__Text to read__:
Sufjan Stevens’ album gives lesson on solitude and dispair
As captivating as a meadowlark, or as elusive as a jackalope, the ever-migrating patterns that Sufjan Stevens’ music adapts from glorifying mythical fantasy to cripplingly authentic lachrymose.
Stevens’ musical resume is restless, to say the least. Between his dauntingly ambitious 50 States Project — a plan to write an album for every state in America — and his trippy cacophony of instrumental chaos on “Enjoy your Rabbit,” — which represented the symbols of the Chinese zodiac — Stevens has never been someone to shy away from experimentation.
In his latest attempt to convey the grief that the world continually bestows upon us all, Stevens’ latest release, “Carrie & Lowell,” involves the feather-voiced singer giving a lesson on solitude and coping with death and despair.
The album acutely measures the sorrow Stevens felt in the aftermath of his mother Carrie’s death in the later months of 2012, who after a lifelong battle with substance abuse and mental illness, succumbed to the cumulative damage of bad habits. The songs on “Carrie & Lowell” are absent of frilly fanfare and American folklore references, as depicted on previous albums such as “Come On! Feel the Illinoise” and “Greetings From Michigan.” Instead, Stevens brutally tells things like they are as he clamors to gain closeness to his late mother.

(Dataset records about object locations)
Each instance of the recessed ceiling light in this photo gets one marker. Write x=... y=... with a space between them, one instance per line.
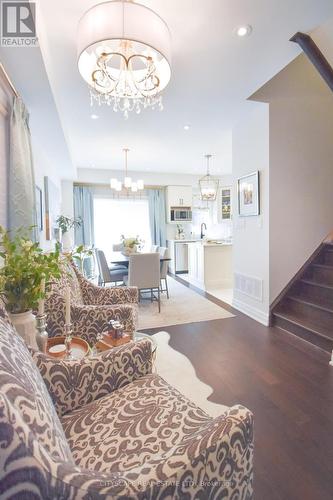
x=245 y=30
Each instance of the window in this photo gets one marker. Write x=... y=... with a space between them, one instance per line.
x=114 y=217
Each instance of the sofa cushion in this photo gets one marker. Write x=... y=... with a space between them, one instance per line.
x=24 y=394
x=131 y=426
x=69 y=280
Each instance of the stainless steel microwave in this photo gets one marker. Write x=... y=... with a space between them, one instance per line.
x=183 y=214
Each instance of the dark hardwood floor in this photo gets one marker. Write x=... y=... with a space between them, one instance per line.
x=286 y=382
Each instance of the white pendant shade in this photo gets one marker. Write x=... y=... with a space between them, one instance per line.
x=124 y=54
x=127 y=182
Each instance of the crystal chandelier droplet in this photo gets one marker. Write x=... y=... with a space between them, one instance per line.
x=124 y=56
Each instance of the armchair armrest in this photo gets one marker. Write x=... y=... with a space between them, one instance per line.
x=87 y=321
x=75 y=383
x=93 y=294
x=215 y=461
x=98 y=295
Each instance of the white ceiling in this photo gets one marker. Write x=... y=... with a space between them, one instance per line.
x=213 y=72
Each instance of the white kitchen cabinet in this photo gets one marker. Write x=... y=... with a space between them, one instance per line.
x=210 y=265
x=179 y=196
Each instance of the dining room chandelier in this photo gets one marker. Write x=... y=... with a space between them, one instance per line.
x=124 y=55
x=208 y=184
x=127 y=183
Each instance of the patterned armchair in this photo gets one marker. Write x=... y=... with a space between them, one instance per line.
x=91 y=306
x=106 y=428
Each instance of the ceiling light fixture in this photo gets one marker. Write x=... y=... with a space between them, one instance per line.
x=243 y=31
x=208 y=184
x=124 y=55
x=127 y=183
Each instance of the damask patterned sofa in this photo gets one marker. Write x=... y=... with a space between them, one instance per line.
x=107 y=428
x=91 y=306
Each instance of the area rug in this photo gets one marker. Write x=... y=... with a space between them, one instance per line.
x=179 y=372
x=183 y=306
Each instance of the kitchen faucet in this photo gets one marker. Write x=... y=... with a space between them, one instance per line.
x=202 y=234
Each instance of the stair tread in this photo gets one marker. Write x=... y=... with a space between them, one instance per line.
x=316 y=283
x=304 y=323
x=322 y=266
x=318 y=303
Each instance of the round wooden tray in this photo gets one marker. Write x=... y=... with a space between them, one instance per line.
x=80 y=348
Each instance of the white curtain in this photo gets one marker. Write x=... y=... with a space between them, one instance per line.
x=22 y=202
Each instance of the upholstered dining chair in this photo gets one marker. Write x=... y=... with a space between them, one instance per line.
x=107 y=275
x=164 y=253
x=106 y=427
x=144 y=273
x=92 y=307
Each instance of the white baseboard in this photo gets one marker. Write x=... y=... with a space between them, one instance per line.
x=253 y=312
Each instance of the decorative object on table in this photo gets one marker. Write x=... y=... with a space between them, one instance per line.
x=124 y=55
x=56 y=348
x=249 y=195
x=208 y=184
x=39 y=208
x=25 y=271
x=91 y=306
x=52 y=208
x=131 y=245
x=65 y=224
x=128 y=184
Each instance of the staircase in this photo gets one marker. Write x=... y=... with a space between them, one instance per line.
x=306 y=307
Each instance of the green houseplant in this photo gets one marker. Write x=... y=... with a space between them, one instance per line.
x=65 y=224
x=24 y=267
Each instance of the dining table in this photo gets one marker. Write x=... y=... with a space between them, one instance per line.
x=120 y=258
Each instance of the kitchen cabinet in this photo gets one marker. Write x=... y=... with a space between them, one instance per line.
x=180 y=199
x=179 y=196
x=178 y=250
x=210 y=265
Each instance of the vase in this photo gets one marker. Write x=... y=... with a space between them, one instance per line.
x=25 y=325
x=66 y=241
x=129 y=250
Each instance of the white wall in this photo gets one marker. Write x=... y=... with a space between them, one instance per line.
x=250 y=151
x=301 y=168
x=5 y=98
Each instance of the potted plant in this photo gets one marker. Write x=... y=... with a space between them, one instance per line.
x=131 y=245
x=25 y=270
x=65 y=224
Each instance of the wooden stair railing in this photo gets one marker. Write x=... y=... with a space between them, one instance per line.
x=305 y=307
x=316 y=56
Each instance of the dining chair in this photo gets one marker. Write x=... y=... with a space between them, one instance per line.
x=107 y=275
x=164 y=253
x=144 y=273
x=117 y=247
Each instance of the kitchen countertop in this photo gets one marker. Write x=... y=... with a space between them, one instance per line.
x=203 y=242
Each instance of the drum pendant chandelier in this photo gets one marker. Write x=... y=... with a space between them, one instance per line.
x=124 y=55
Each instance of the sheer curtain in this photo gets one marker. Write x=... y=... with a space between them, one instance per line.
x=157 y=214
x=84 y=208
x=22 y=202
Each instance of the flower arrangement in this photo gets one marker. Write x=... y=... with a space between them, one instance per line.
x=67 y=223
x=25 y=267
x=131 y=245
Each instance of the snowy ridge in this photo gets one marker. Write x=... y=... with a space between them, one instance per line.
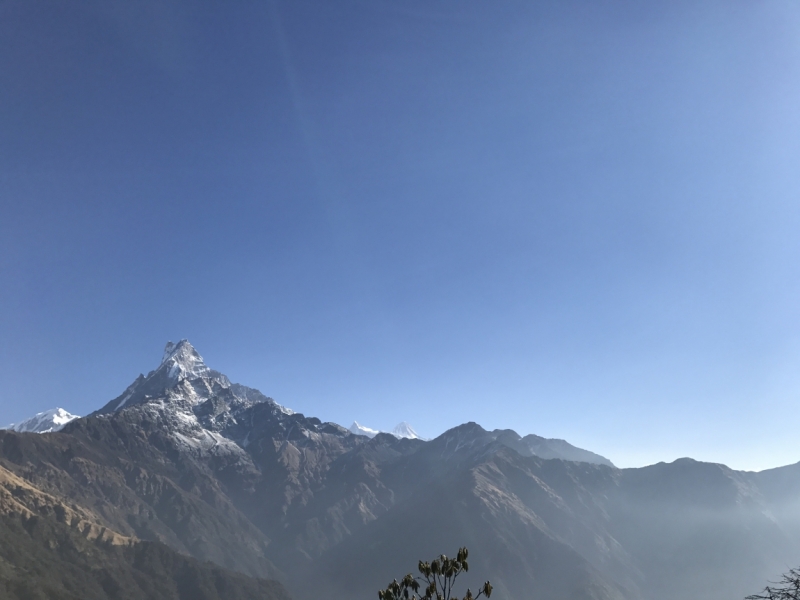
x=402 y=430
x=359 y=429
x=44 y=422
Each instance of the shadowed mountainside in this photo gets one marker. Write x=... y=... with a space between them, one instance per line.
x=220 y=472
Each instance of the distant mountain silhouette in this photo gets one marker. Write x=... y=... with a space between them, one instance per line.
x=220 y=472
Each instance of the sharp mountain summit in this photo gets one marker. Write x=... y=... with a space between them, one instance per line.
x=190 y=486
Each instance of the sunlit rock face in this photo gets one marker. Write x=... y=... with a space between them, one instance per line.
x=221 y=472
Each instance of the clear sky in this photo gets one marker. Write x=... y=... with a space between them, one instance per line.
x=574 y=219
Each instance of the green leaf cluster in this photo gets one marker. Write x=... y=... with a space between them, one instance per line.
x=436 y=581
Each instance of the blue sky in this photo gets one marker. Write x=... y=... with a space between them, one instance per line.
x=575 y=219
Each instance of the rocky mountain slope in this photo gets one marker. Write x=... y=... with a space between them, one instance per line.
x=220 y=472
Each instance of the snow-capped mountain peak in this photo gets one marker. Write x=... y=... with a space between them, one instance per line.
x=44 y=422
x=404 y=430
x=359 y=429
x=182 y=361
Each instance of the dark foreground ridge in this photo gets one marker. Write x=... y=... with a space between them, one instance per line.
x=219 y=472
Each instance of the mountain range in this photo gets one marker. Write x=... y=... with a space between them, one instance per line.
x=207 y=470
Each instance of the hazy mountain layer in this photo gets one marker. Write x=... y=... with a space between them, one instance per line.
x=223 y=473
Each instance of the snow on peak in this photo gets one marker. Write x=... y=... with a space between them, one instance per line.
x=183 y=361
x=404 y=430
x=44 y=422
x=359 y=429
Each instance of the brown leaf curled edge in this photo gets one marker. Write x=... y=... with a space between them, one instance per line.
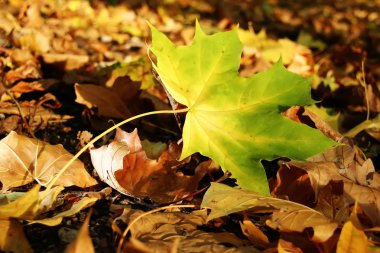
x=125 y=166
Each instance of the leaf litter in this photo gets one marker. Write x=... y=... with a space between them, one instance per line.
x=53 y=53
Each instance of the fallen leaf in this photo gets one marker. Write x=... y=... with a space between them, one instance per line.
x=287 y=247
x=352 y=240
x=230 y=115
x=25 y=160
x=253 y=233
x=124 y=166
x=39 y=116
x=83 y=241
x=24 y=207
x=343 y=163
x=158 y=232
x=67 y=61
x=287 y=215
x=12 y=237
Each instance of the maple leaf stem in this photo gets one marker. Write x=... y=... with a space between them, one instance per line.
x=90 y=144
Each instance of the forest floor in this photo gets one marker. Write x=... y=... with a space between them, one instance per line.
x=72 y=69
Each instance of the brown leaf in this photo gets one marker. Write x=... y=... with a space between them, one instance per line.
x=294 y=184
x=287 y=215
x=159 y=231
x=352 y=240
x=124 y=165
x=25 y=160
x=12 y=237
x=343 y=163
x=254 y=234
x=83 y=241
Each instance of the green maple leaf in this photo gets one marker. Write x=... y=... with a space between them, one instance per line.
x=235 y=121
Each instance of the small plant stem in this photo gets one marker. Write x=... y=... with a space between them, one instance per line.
x=119 y=247
x=90 y=144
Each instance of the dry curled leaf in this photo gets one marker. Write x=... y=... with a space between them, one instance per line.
x=25 y=160
x=12 y=237
x=343 y=163
x=287 y=215
x=125 y=166
x=83 y=241
x=159 y=232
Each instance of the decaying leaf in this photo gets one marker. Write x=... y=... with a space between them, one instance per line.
x=25 y=160
x=159 y=231
x=12 y=238
x=253 y=233
x=124 y=166
x=352 y=240
x=24 y=207
x=287 y=215
x=235 y=121
x=83 y=241
x=343 y=163
x=83 y=203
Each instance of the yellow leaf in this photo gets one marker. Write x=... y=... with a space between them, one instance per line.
x=76 y=207
x=24 y=160
x=25 y=207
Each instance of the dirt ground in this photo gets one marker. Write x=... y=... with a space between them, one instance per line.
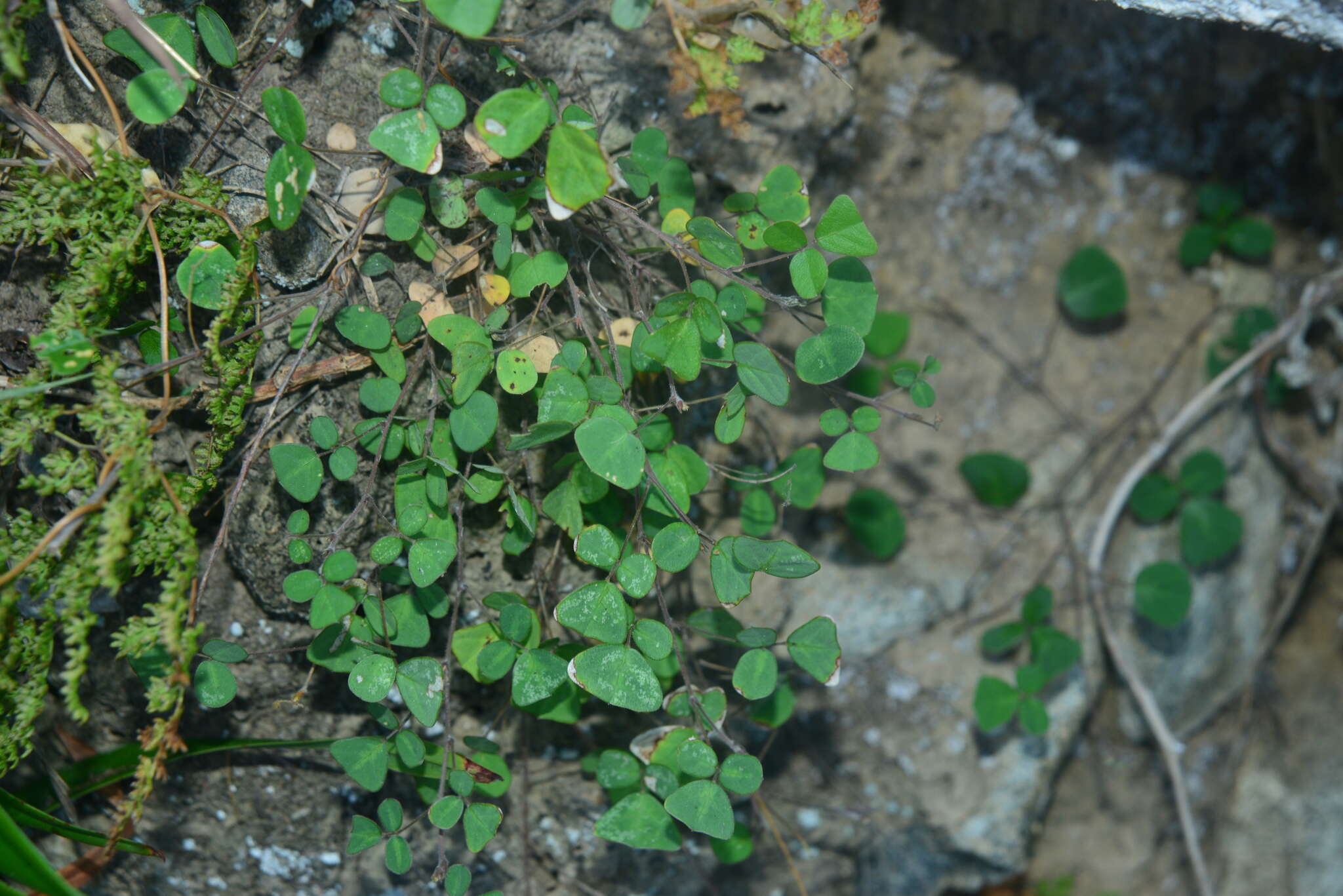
x=985 y=143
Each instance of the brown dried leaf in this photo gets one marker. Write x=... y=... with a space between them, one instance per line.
x=454 y=261
x=433 y=302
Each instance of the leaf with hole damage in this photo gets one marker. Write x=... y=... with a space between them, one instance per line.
x=1209 y=531
x=639 y=821
x=153 y=97
x=841 y=230
x=365 y=327
x=1092 y=286
x=202 y=275
x=611 y=452
x=410 y=139
x=779 y=559
x=575 y=168
x=620 y=676
x=703 y=806
x=998 y=480
x=597 y=612
x=829 y=355
x=816 y=648
x=289 y=176
x=298 y=471
x=365 y=759
x=512 y=120
x=761 y=372
x=285 y=115
x=468 y=18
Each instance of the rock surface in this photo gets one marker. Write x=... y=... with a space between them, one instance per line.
x=1311 y=20
x=985 y=142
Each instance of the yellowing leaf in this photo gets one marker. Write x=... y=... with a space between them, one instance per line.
x=494 y=288
x=676 y=221
x=480 y=147
x=542 y=349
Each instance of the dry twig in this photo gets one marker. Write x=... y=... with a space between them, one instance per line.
x=1167 y=743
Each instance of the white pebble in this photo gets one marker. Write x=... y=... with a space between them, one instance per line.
x=342 y=136
x=809 y=819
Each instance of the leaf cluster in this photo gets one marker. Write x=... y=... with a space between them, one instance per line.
x=1209 y=534
x=1052 y=655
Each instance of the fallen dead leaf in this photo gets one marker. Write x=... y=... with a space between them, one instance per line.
x=494 y=288
x=342 y=136
x=480 y=147
x=454 y=261
x=622 y=331
x=433 y=302
x=359 y=190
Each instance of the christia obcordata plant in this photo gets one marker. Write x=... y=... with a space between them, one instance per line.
x=578 y=386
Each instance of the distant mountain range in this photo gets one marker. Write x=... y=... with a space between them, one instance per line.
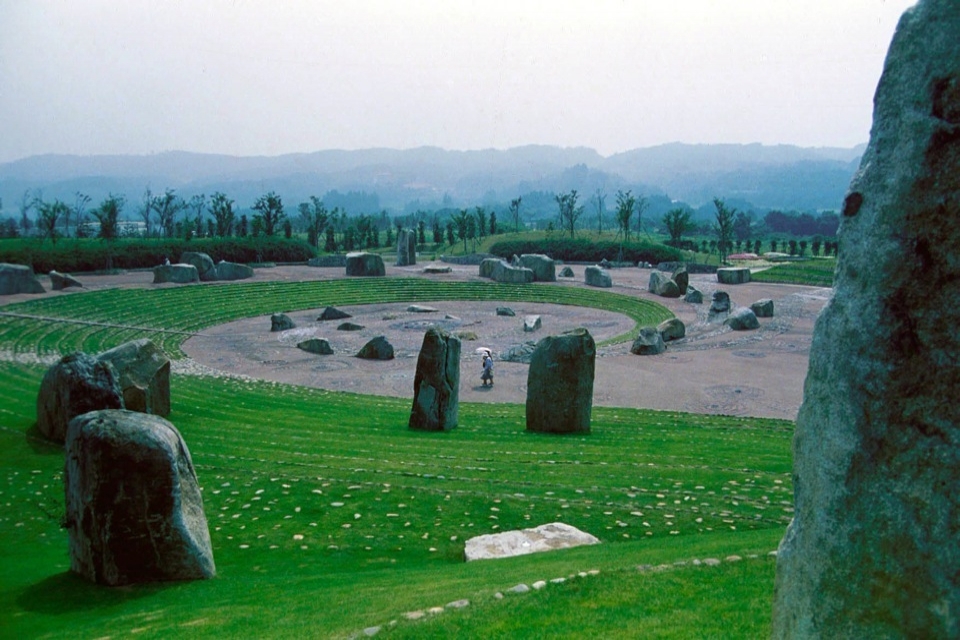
x=753 y=176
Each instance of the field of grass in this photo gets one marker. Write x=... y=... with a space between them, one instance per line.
x=328 y=516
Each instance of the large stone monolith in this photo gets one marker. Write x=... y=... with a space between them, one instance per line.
x=436 y=385
x=874 y=547
x=134 y=508
x=560 y=383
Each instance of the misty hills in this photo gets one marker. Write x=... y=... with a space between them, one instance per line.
x=754 y=176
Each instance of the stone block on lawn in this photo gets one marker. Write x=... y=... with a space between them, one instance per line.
x=363 y=263
x=595 y=276
x=134 y=507
x=436 y=385
x=378 y=348
x=60 y=281
x=733 y=275
x=17 y=278
x=560 y=383
x=77 y=384
x=144 y=374
x=175 y=273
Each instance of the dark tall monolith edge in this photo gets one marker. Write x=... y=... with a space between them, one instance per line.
x=874 y=547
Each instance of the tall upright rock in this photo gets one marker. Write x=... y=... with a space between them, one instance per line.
x=436 y=385
x=874 y=548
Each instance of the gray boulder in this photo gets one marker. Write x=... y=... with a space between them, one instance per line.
x=17 y=278
x=595 y=276
x=762 y=308
x=543 y=267
x=233 y=271
x=376 y=349
x=332 y=313
x=560 y=383
x=672 y=329
x=281 y=322
x=648 y=342
x=733 y=275
x=531 y=323
x=742 y=319
x=204 y=264
x=872 y=551
x=546 y=537
x=144 y=374
x=78 y=383
x=175 y=273
x=60 y=281
x=436 y=385
x=134 y=507
x=362 y=263
x=316 y=345
x=406 y=247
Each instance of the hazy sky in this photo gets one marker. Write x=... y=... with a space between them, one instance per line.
x=251 y=77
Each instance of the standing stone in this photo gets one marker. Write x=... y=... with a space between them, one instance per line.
x=436 y=385
x=17 y=278
x=78 y=383
x=134 y=508
x=873 y=551
x=362 y=263
x=144 y=374
x=560 y=383
x=406 y=247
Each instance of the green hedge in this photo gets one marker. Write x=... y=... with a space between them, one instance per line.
x=584 y=250
x=79 y=255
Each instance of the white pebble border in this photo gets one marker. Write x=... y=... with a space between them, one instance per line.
x=522 y=588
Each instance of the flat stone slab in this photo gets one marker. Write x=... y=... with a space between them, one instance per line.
x=547 y=537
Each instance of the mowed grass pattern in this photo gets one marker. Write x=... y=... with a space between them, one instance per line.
x=95 y=321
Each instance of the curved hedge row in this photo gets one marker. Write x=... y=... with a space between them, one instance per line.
x=584 y=250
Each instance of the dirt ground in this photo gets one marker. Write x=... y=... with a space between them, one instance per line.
x=712 y=370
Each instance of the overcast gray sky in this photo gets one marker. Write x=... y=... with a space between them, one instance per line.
x=251 y=77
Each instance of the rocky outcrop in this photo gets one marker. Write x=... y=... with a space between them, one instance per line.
x=17 y=278
x=175 y=273
x=144 y=375
x=134 y=508
x=406 y=247
x=436 y=385
x=547 y=537
x=376 y=349
x=78 y=383
x=742 y=319
x=362 y=263
x=318 y=346
x=60 y=281
x=648 y=342
x=204 y=264
x=560 y=383
x=281 y=322
x=595 y=276
x=873 y=551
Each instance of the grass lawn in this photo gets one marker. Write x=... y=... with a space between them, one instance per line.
x=327 y=515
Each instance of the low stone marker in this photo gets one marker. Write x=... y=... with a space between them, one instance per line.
x=365 y=264
x=436 y=385
x=546 y=537
x=75 y=385
x=144 y=375
x=60 y=281
x=733 y=275
x=560 y=383
x=134 y=508
x=595 y=276
x=281 y=322
x=17 y=278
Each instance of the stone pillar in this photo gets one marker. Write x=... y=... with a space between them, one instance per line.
x=436 y=385
x=874 y=548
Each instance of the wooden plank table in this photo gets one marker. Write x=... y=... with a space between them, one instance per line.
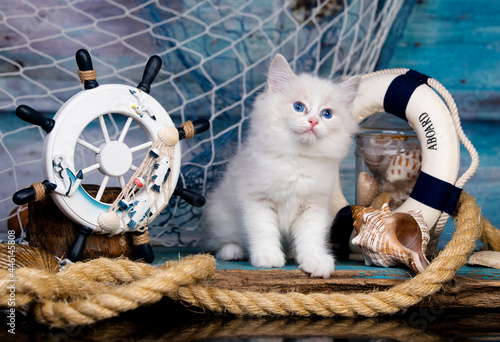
x=471 y=288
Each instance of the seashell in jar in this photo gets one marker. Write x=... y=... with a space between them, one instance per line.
x=108 y=221
x=404 y=167
x=387 y=239
x=366 y=188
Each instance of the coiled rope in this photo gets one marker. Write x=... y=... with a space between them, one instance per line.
x=87 y=292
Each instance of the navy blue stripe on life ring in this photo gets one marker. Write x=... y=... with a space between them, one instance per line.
x=436 y=193
x=400 y=90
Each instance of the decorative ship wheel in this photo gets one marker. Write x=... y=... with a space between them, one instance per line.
x=153 y=182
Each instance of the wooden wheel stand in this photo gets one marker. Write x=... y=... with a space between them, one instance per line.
x=52 y=231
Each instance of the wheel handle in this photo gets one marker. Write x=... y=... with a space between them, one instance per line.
x=32 y=116
x=84 y=63
x=151 y=70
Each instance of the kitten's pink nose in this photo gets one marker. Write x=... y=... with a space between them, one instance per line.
x=313 y=122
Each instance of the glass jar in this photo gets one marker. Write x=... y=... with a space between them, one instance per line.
x=387 y=166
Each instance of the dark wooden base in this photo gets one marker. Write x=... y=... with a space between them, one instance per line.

__To be done__:
Write out the Sufjan Stevens album review from above word for word, in full.

__Response for this exercise__:
Sufjan Stevens’ album gives lesson on solitude and dispair
As captivating as a meadowlark, or as elusive as a jackalope, the ever-migrating patterns that Sufjan Stevens’ music adapts from glorifying mythical fantasy to cripplingly authentic lachrymose.
Stevens’ musical resume is restless, to say the least. Between his dauntingly ambitious 50 States Project — a plan to write an album for every state in America — and his trippy cacophony of instrumental chaos on “Enjoy your Rabbit,” — which represented the symbols of the Chinese zodiac — Stevens has never been someone to shy away from experimentation.
In his latest attempt to convey the grief that the world continually bestows upon us all, Stevens’ latest release, “Carrie & Lowell,” involves the feather-voiced singer giving a lesson on solitude and coping with death and despair.
The album acutely measures the sorrow Stevens felt in the aftermath of his mother Carrie’s death in the later months of 2012, who after a lifelong battle with substance abuse and mental illness, succumbed to the cumulative damage of bad habits. The songs on “Carrie & Lowell” are absent of frilly fanfare and American folklore references, as depicted on previous albums such as “Come On! Feel the Illinoise” and “Greetings From Michigan.” Instead, Stevens brutally tells things like they are as he clamors to gain closeness to his late mother.